Deflagrou a série de ações homicidas a transferência de 765 detentos ligados ao comando criminoso para o
presídio de Presidente Venceslau (no
oeste paulista), ordenado pelo governo do Estado na quinta-feira passada. Diante de uma demonstração de
força tão eloqüente do grupo de bandidos -quando está exposto o sofrimento de familiares e amigos de servidores assassinados a esmo, quando vestir uma farda, que seja a de
bombeiro, é tornar-se alvo em potencial-, o medo se generaliza e os paradigmas racionais e legalistas que
sustentam nossa civilização se ofuscam. Isso interessa ao crime.
Interessa à organização criminosa
dos presídios paulistas a difusão da
idéia de que possui "poder político".
Atua apenas em seu interesse incutir
nas autoridades e na opinião pública,
como se um dado da natureza fosse,
que decisões do Estado devem ser
contrapostas ao potencial de reação
do consórcio delinqüente.
A decisão de transferir condenados
para o presídio do interior paulista
foi o ato de um governo que tem legitimidade, oriunda das urnas e da lei,
para assim agir. Isso basta, pois do
outro lado está um grupo homicida e
ilegal. Entre um (o Estado) e outro (a
agremiação de bandidos) não pode
haver diálogo "político"; é obrigação
do primeiro reprimir o segundo.
Quando a própria noção de poder
público e de Estado de Direito está
sendo violentamente atacada, é de
esperar que as autoridades se unam
para defender com força esses bens
comuns. Mas não. "Na hora em que
você não investe em escola, vai ter de
investir em cadeia", foi a reação demagógica do presidente Luiz Inácio
Lula da Silva a atentados e rebeliões
em São Paulo. Simplificações de palanque também partiram de tucanos
-mais de uma década à frente do
Executivo paulista-, ao atacarem o
governo federal por não liberar verbas para o combate ao crime.
A população está calejada. Não
acredita mais, se é que algum dia
acreditou, em verborragia eleitoreira
sobre segurança pública. O Brasil necessita reformar sua política de Estado -e não de governos ou partidos
isolados- contra o crime organizado, que viceja onde impera a desarticulação entre instâncias institucionais, federativas e burocráticas.

MATERIAL FORNECIDO
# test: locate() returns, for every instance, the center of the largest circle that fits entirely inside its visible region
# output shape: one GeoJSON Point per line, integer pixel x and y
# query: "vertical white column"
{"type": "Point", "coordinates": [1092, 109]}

TAREFAS A REALIZAR
(A) Diga se cada afirmação a seguir concorda com o trecho fornecido. Responda sim ou não e cite literalmente as palavras do texto que decidem a questão.
(i) O governo do Estado ordenou a transferência de 765 detentos para o presídio de Presidente Venceslau.
(ii) O texto defende um diálogo político entre o Estado e a organização criminosa.
(iii) Segundo o texto, a população ainda acredita no discurso eleitoral sobre segurança pública.
(B) Transcreva sem alterações a parte do trecho fornecido que vai de “A população está” a “federativas e burocráticas.”.

RESPOSTAS
(A)
(i) Sim: “ordenado pelo governo do Estado na quinta-feira passada”.
(ii) Não: “é obrigação do primeiro reprimir o segundo”.
(iii) Não: “Não acredita mais, se é que algum dia acreditou, em verborragia eleitoreira sobre segurança pública”.

(B)
A população está calejada. Não
acredita mais, se é que algum dia
acreditou, em verborragia eleitoreira
sobre segurança pública. O Brasil necessita reformar sua política de Estado -e não de governos ou partidos
isolados- contra o crime organizado, que viceja onde impera a desarticulação entre instâncias institucionais, federativas e burocráticas.